──────── Stored data

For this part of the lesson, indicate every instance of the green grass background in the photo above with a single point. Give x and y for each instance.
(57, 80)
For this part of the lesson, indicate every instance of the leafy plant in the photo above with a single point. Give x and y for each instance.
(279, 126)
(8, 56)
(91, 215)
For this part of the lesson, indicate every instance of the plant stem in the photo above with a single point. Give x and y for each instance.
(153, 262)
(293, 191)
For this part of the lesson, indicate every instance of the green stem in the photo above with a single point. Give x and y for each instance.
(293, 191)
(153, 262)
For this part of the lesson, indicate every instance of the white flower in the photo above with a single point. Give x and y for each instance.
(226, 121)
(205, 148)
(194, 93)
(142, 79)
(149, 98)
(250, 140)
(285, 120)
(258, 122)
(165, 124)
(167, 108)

────────────────

**The problem**
Put all the lines of the data above into a numbered list, leaving out any blank lines.

**Correct answer**
1. For this part of the lesson, indicate every instance of the green grass background in the photo above with a single point. Give x and y for each instance.
2. (57, 80)
3. For this part of the lesson, indicate every instance of the leafy plant in the photo above with a single point. Give x and y for each instance.
4. (279, 126)
5. (8, 56)
6. (91, 215)
7. For this part of the lesson, indicate every instance of the plant stem in the photo above with a single point. Give x and y for each instance.
8. (153, 262)
9. (293, 191)
10. For this part of the lesson, indicate every instance of the green stem in the photo above with a single point. Give x and y for each instance.
11. (293, 191)
12. (153, 262)
13. For this part of the lesson, indicate every instance of the white flower in the photo above with a single point. Give x and y for each instance.
14. (226, 121)
15. (205, 148)
16. (194, 93)
17. (142, 79)
18. (149, 98)
19. (250, 140)
20. (285, 120)
21. (258, 122)
22. (165, 124)
23. (167, 108)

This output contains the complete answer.